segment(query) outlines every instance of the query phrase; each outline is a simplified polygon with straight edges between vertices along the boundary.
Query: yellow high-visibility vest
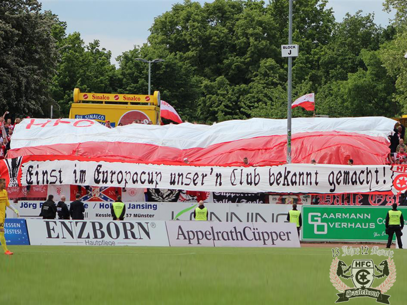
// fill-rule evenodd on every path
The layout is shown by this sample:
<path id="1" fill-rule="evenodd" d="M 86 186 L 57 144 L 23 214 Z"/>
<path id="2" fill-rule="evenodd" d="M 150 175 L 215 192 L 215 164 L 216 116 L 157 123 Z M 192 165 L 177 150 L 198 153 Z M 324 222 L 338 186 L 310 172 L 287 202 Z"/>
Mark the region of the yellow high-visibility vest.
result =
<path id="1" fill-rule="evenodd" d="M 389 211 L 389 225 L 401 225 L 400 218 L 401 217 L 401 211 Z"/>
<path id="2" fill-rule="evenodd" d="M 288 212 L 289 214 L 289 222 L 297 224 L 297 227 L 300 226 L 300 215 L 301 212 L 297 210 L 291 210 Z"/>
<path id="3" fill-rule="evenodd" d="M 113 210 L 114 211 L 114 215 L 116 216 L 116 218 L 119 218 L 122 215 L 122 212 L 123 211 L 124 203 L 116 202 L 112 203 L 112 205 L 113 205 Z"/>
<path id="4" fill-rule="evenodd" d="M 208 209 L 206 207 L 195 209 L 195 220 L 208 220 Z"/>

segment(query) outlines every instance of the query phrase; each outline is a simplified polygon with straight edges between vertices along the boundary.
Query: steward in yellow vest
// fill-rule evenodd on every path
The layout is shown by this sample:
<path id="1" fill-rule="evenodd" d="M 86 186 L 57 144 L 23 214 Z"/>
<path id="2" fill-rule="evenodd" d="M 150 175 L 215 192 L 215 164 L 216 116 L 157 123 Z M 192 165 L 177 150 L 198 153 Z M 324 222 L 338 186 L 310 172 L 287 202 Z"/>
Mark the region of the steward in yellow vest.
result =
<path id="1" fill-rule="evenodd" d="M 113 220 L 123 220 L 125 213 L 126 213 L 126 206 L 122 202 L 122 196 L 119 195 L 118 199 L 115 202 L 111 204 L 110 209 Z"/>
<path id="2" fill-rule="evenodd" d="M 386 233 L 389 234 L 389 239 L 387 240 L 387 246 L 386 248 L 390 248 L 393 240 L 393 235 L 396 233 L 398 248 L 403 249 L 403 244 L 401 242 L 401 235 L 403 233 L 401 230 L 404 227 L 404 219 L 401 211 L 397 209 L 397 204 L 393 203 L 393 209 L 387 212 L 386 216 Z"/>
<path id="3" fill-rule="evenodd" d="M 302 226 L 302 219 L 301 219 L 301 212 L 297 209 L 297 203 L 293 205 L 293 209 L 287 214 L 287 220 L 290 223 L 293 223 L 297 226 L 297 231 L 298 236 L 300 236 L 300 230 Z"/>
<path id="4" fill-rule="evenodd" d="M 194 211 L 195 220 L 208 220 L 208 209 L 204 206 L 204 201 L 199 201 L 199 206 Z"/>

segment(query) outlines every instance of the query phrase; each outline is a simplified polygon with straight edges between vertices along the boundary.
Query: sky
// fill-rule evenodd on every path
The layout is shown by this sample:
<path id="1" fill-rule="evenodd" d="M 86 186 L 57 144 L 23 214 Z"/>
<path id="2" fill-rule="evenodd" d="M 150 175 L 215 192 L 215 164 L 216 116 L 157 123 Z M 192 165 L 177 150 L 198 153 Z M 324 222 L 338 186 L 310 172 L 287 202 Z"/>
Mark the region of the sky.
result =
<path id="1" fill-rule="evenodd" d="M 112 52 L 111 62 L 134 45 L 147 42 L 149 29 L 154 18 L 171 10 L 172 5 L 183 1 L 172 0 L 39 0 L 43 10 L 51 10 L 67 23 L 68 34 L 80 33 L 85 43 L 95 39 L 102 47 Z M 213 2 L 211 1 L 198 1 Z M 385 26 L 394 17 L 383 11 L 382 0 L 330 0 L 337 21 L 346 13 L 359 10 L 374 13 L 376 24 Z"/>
○ ○ ○ ○
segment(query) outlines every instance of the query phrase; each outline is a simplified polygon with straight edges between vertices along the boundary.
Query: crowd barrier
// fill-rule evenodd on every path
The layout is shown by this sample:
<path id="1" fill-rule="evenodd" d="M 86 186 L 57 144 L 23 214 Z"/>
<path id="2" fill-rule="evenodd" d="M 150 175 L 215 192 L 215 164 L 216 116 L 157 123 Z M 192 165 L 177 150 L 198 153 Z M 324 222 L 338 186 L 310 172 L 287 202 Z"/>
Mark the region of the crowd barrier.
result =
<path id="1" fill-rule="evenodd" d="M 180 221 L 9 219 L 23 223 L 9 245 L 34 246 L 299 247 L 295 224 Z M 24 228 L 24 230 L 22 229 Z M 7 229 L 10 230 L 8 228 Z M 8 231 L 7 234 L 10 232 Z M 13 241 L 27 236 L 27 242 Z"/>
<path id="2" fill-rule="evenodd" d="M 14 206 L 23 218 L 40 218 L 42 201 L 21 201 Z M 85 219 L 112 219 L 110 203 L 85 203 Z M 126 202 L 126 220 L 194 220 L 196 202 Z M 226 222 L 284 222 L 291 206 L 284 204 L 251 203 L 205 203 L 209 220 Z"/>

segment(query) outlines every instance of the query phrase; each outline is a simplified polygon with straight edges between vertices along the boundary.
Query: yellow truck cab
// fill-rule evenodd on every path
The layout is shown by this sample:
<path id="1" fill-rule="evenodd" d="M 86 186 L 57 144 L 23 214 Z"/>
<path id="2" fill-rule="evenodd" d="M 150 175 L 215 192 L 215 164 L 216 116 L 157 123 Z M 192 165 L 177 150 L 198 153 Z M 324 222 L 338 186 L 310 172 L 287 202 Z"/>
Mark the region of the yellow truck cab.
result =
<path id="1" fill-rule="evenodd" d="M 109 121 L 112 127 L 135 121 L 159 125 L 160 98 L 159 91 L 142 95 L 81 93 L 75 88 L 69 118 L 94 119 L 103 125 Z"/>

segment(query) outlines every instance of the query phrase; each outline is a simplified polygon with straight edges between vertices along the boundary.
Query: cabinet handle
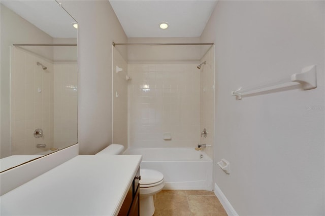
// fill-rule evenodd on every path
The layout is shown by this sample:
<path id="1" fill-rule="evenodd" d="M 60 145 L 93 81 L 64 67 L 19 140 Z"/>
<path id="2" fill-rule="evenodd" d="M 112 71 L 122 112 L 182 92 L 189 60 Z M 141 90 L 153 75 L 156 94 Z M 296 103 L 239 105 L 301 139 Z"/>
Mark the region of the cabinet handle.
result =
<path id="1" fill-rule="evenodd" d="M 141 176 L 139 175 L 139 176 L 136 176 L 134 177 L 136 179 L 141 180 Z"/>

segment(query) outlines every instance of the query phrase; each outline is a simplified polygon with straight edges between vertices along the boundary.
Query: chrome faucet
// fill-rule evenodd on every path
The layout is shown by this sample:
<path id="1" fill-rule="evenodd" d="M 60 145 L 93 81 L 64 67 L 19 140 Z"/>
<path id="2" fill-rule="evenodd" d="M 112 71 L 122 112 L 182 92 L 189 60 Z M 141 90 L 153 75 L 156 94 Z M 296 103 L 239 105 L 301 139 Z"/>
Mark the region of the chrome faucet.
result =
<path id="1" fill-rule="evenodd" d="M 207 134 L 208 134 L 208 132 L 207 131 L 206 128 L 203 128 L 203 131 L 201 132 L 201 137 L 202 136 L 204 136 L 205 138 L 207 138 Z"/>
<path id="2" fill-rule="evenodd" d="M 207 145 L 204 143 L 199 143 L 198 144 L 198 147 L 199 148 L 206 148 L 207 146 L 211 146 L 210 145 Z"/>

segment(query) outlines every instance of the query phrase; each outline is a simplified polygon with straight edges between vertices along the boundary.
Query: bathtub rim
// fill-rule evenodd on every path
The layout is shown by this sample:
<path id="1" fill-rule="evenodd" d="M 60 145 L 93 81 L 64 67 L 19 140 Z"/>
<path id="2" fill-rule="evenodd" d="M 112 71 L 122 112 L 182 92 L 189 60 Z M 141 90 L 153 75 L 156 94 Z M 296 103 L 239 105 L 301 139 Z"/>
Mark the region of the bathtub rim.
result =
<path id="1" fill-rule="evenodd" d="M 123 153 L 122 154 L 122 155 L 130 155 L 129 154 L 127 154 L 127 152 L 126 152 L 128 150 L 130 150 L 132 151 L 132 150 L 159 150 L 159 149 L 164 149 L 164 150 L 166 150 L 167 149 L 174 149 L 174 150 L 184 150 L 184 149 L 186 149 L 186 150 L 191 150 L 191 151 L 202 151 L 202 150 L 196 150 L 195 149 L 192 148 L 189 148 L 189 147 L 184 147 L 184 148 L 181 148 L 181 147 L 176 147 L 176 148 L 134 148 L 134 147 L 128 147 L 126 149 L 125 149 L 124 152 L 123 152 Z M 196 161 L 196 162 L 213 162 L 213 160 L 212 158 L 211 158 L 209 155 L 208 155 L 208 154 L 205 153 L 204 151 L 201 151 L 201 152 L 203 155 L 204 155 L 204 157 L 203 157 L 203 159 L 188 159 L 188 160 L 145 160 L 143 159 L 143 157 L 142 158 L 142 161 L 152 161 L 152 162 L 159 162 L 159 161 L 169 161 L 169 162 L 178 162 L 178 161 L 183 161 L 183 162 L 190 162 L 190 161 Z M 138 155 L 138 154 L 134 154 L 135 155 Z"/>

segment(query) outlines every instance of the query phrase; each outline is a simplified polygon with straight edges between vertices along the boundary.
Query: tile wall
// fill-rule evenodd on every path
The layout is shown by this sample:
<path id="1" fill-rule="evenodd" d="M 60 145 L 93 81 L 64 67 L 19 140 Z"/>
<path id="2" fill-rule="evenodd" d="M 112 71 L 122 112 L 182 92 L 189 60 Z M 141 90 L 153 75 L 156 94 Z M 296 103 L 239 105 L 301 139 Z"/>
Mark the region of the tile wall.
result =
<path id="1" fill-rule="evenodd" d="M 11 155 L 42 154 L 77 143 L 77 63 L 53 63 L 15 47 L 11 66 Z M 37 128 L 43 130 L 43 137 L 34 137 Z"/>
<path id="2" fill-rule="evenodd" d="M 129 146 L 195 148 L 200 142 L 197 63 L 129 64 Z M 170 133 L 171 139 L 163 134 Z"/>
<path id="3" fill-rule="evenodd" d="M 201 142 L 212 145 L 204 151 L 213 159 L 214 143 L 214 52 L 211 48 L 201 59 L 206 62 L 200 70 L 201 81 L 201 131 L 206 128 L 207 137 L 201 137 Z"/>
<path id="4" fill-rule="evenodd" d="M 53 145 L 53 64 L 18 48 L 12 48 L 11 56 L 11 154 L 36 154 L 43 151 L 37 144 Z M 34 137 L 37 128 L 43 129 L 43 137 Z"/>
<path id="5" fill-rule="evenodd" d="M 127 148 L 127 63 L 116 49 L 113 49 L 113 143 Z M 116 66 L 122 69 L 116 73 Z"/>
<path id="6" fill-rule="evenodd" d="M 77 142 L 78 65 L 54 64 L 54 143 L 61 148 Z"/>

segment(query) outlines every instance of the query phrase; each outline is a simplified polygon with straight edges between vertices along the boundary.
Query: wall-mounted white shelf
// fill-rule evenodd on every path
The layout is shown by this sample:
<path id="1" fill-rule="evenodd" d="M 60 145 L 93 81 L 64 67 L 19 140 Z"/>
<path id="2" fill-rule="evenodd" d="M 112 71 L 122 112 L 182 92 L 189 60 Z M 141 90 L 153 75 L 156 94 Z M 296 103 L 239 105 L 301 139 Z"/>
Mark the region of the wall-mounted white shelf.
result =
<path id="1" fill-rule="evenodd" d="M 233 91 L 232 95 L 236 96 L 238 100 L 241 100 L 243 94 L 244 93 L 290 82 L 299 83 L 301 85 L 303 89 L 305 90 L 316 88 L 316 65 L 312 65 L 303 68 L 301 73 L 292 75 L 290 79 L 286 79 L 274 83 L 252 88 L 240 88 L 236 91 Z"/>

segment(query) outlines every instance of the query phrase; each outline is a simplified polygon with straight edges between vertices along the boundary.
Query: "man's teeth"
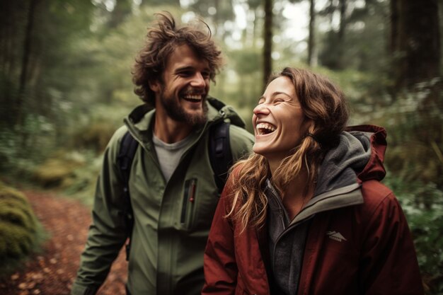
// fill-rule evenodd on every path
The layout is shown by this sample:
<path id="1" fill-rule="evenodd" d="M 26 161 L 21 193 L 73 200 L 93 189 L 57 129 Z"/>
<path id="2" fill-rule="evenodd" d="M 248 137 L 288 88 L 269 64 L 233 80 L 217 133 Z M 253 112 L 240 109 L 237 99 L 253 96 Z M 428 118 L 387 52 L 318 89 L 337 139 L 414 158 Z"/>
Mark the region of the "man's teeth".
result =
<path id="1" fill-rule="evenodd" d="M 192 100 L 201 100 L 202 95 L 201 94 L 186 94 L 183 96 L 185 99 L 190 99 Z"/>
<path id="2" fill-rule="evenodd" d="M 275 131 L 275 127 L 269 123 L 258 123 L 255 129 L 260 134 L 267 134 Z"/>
○ ○ ○ ○
Request: Pick out every line above that contains the word "vest", and copy each one.

Answer:
Query: yellow high-visibility vest
Mark the region of the yellow high-visibility vest.
Query: steward in yellow vest
Mark the region of the steward in yellow vest.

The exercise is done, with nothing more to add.